### Work request:
Everything from the line with "Where can the curb" to the end of the material is to be retyped exactly, both ends included, and nothing else.
[Opening Supplied information section]
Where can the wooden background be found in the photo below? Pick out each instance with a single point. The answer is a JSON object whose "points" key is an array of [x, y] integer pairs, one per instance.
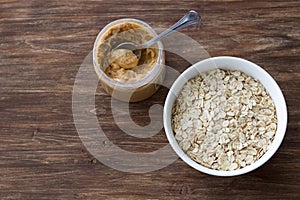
{"points": [[43, 43]]}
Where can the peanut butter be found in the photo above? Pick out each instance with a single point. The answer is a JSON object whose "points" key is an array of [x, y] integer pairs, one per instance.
{"points": [[123, 65]]}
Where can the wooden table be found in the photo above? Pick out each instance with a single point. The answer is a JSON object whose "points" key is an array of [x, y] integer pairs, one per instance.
{"points": [[42, 46]]}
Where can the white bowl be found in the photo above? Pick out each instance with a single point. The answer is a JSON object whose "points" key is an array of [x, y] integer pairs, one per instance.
{"points": [[228, 63]]}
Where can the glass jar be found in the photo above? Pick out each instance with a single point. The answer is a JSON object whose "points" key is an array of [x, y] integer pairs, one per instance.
{"points": [[130, 91]]}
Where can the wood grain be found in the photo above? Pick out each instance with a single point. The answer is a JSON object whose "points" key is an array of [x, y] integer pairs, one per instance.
{"points": [[42, 46]]}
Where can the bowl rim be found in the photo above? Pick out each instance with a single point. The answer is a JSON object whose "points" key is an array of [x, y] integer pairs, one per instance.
{"points": [[190, 73]]}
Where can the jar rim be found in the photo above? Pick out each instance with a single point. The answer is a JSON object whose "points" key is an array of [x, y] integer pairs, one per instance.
{"points": [[139, 83]]}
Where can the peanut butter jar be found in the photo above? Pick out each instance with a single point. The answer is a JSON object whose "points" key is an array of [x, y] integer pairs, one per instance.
{"points": [[121, 74]]}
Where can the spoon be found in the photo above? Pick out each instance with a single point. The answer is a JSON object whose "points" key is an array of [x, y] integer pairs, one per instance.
{"points": [[192, 17]]}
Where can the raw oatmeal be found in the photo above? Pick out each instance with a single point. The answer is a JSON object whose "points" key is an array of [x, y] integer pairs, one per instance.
{"points": [[224, 120]]}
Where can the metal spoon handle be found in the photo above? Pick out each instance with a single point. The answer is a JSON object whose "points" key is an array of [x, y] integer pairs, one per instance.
{"points": [[192, 17]]}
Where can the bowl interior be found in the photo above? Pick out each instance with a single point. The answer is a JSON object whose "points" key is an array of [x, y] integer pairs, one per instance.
{"points": [[228, 63]]}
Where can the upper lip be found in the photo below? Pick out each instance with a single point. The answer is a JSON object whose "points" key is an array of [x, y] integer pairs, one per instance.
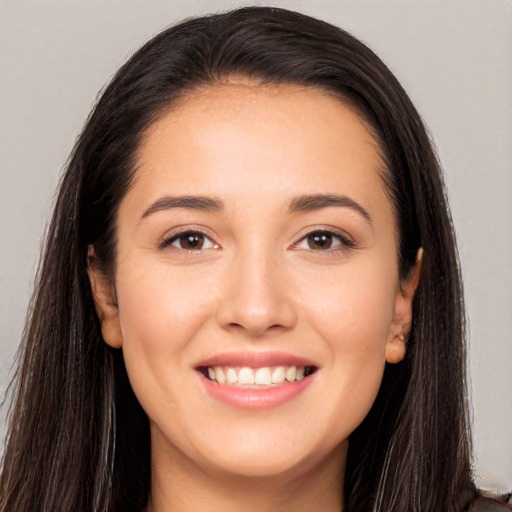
{"points": [[256, 359]]}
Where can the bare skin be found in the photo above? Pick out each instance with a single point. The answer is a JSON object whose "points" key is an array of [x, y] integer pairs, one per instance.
{"points": [[287, 253]]}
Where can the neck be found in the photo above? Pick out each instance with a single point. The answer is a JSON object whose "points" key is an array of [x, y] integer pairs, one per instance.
{"points": [[178, 485]]}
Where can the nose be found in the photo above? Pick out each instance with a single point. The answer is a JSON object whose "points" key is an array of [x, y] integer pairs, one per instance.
{"points": [[257, 299]]}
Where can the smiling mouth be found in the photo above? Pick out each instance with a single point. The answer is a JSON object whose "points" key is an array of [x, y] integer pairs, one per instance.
{"points": [[247, 377]]}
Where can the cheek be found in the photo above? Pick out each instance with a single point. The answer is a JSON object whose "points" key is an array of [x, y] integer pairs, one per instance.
{"points": [[160, 311]]}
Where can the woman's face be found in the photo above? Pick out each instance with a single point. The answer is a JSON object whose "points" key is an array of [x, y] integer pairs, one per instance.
{"points": [[256, 280]]}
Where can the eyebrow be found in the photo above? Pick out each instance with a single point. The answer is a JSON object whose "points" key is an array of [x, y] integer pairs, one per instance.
{"points": [[303, 203], [309, 203], [203, 203]]}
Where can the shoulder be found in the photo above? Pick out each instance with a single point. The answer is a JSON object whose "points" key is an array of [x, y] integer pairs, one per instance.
{"points": [[491, 504]]}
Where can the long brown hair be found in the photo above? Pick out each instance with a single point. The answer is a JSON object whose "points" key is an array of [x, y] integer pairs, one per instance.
{"points": [[78, 439]]}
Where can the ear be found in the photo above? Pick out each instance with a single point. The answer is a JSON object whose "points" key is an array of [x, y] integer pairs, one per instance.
{"points": [[104, 302], [402, 314]]}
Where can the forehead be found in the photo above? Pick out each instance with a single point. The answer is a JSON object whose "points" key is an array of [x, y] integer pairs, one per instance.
{"points": [[259, 145], [291, 124]]}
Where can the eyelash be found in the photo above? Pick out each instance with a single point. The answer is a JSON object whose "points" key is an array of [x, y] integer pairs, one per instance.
{"points": [[170, 240], [344, 241]]}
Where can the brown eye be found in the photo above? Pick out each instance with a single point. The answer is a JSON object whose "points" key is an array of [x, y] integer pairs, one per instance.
{"points": [[191, 241], [320, 241]]}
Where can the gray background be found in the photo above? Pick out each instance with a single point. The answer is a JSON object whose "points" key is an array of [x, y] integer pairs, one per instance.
{"points": [[454, 59]]}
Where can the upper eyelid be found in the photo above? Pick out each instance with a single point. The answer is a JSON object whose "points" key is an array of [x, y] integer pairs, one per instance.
{"points": [[175, 233], [325, 229]]}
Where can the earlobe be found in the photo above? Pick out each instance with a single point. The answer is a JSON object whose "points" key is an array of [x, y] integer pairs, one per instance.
{"points": [[395, 349], [402, 315], [104, 302]]}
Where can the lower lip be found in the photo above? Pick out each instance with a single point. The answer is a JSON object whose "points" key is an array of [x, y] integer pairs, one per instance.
{"points": [[255, 399]]}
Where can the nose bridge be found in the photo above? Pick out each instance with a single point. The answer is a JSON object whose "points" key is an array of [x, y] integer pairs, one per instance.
{"points": [[255, 298]]}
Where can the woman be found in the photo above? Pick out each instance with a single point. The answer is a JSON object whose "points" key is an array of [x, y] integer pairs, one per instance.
{"points": [[250, 295]]}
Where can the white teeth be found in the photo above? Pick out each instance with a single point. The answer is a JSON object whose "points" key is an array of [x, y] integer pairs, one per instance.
{"points": [[246, 376], [219, 375], [263, 376], [278, 375], [291, 373], [231, 376]]}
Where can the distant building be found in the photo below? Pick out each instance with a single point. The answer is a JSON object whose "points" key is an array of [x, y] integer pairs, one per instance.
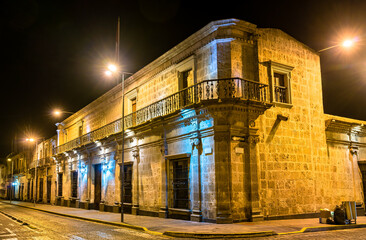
{"points": [[226, 126]]}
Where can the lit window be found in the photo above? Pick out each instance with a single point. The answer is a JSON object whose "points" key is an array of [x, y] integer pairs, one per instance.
{"points": [[281, 84]]}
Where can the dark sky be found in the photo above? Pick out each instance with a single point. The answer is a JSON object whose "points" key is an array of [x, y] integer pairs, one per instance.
{"points": [[53, 51]]}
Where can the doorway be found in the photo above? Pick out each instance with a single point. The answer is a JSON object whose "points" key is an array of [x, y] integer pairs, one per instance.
{"points": [[97, 185], [362, 166], [40, 190], [48, 190]]}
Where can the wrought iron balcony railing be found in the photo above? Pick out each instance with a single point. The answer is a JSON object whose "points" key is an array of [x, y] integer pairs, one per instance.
{"points": [[205, 91]]}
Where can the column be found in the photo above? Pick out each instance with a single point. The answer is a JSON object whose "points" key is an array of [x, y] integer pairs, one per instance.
{"points": [[136, 182], [223, 176]]}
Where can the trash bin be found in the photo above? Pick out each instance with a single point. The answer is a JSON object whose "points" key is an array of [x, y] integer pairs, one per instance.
{"points": [[339, 215], [324, 215], [350, 210]]}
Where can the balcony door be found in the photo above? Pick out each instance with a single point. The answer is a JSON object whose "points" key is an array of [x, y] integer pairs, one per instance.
{"points": [[97, 185], [186, 80]]}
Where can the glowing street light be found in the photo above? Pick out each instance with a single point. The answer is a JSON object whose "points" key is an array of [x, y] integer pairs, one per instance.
{"points": [[114, 70], [58, 112], [348, 43], [345, 44]]}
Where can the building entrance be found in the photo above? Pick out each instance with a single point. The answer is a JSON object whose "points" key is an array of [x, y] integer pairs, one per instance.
{"points": [[48, 190], [363, 173], [97, 185]]}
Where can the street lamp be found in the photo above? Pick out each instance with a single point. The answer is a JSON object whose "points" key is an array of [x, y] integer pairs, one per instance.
{"points": [[58, 112], [12, 176], [113, 70], [31, 140], [345, 44]]}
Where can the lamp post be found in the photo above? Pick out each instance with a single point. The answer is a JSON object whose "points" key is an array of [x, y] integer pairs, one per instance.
{"points": [[12, 176], [112, 70]]}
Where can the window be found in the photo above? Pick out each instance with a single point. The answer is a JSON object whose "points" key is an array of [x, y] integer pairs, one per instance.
{"points": [[74, 184], [180, 184], [60, 184], [280, 84], [280, 89], [186, 79]]}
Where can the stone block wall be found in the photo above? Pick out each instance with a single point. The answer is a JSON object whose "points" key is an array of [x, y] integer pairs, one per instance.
{"points": [[297, 174]]}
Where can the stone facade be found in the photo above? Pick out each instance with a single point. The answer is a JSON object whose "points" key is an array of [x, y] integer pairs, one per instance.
{"points": [[229, 126]]}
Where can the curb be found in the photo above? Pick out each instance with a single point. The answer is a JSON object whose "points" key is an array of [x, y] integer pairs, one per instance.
{"points": [[200, 235], [326, 228], [125, 225], [219, 235]]}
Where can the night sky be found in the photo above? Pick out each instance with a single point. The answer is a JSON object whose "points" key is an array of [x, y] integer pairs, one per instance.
{"points": [[54, 51]]}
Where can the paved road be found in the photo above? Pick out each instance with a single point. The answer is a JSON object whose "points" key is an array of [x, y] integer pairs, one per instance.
{"points": [[354, 234], [49, 226]]}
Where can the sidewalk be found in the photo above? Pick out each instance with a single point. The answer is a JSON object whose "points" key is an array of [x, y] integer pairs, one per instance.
{"points": [[181, 228]]}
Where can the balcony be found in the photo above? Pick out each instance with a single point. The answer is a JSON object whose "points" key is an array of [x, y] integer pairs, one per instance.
{"points": [[205, 92]]}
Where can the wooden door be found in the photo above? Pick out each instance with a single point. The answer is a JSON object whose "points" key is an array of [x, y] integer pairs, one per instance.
{"points": [[48, 190], [97, 185]]}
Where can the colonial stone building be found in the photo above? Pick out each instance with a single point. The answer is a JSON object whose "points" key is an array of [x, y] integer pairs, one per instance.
{"points": [[227, 126]]}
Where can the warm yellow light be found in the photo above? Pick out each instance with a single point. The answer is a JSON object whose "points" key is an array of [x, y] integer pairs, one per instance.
[Closing Supplied information section]
### Response below:
Where can the curb be found in the photo above? Pick out each instance with a single point. The answer is a JSON object whose "points" key is an array of [x, y] integer pairs, one per instance.
{"points": [[200, 235], [326, 228], [125, 225], [219, 235]]}
Where can the night sky be found in the photo above? Pick out each instance with a single point. The answer is a JSON object whose "points" key is an array of [x, y] integer pairs, one per instance.
{"points": [[54, 51]]}
Where can the paved road be found in the photo above? Pick out each instance with a single point. The answer is a JSON object whose "points" key is an array of [x, y] integer pairs, one per instance.
{"points": [[354, 234], [49, 226]]}
Where can the sidewalk be found in the photo above? Pick out each instance with a single point. The answer is a JSON object whose "points" key is an array of [x, y] integer pairs, one per instance.
{"points": [[181, 228]]}
Where can the balcony be found in the photo above? Pick out each instance with a single point. The answer is a JSON object whose "points" key is an array of [x, y] integer pairs, one per instance.
{"points": [[205, 92]]}
Where can the wooden door be found in the photo above? Pick out each instance with a single point. The answer is a JSON object whose "points" key is an array of [x, y] integer pairs, one per instance.
{"points": [[48, 190], [97, 185]]}
Where can the colonial stone building be found in the photo above? Pick out each instance with a single point. The answer is a JSON object whose "points" key is an array of [x, y] integer pairs, one per instance.
{"points": [[227, 126]]}
Where can the warm yellow light be found in the photo above? Pick out each instance with a single point. The answer is a JSON object whose "points" key is an array of [x, y] integer pairs, one per instance.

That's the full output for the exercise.